── Passage to read


  6. 7 Anonymous 7 September 2011 at 09:15

    Oh pur-lease, one must be naive to think that the Lee Monarchy would enforce policies to curtail their own control over their little fiefdom of Singapore.

  7. 8 so1trg 7 September 2011 at 10:12

    Agree with Sweet Pie. Its politics after all. And if PAP doesnt do what politicians does, they will lose their votes.
    Just wait patiently for the tipping point. it might come in 2016 it might not. But i am optimistic.

    • 9 Vane 7 September 2011 at 18:08

      I’m afraid their pro-immigration policy is a means for them to retain majority of seats in the parliament. They are giving out citizenship in hopes that new citizens will vote for them. By 2016 maybe only 30% of our population are Singaporeans and 15% will still vote for PAP.

────

Continue the comment thread on Singapore politics from the point where it stops. The lines after this point come from a different source.

── Source material

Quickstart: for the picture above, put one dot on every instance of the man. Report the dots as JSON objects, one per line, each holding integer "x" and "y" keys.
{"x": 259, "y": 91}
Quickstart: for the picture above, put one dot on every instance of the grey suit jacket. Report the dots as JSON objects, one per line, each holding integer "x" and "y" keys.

────

- **Task answer**:
    • 10 PAP Supporter 8 September 2011 at 14:20

      By your reasoning, if another party is in power, they will behave like PAP. So I don’t see why not this ranting and raving about the current government. Look at the French revolution, they threw the monarchy out and what happened? In came Napoleon. Sigh! Everything in the world changes except human folly. People who are against the current ruling power wanted to change the system because they are not in the ruling class to enjoy it and are angry. But once they are in power, they would have forgotten all that they stood for. PAP, DAP, WP whatever it is.🙂

  8. 11 TheRedPill 7 September 2011 at 12:19

    PAP has been self-serving. So as long as it is not in the interest of the PAP’s to have Section 5A operative, it will never be operative.

  9. 12 lobo76 7 September 2011 at 17:37

    It’s sad really, that all of us (include the USA) are so powerless even when we call ourselves a democracy.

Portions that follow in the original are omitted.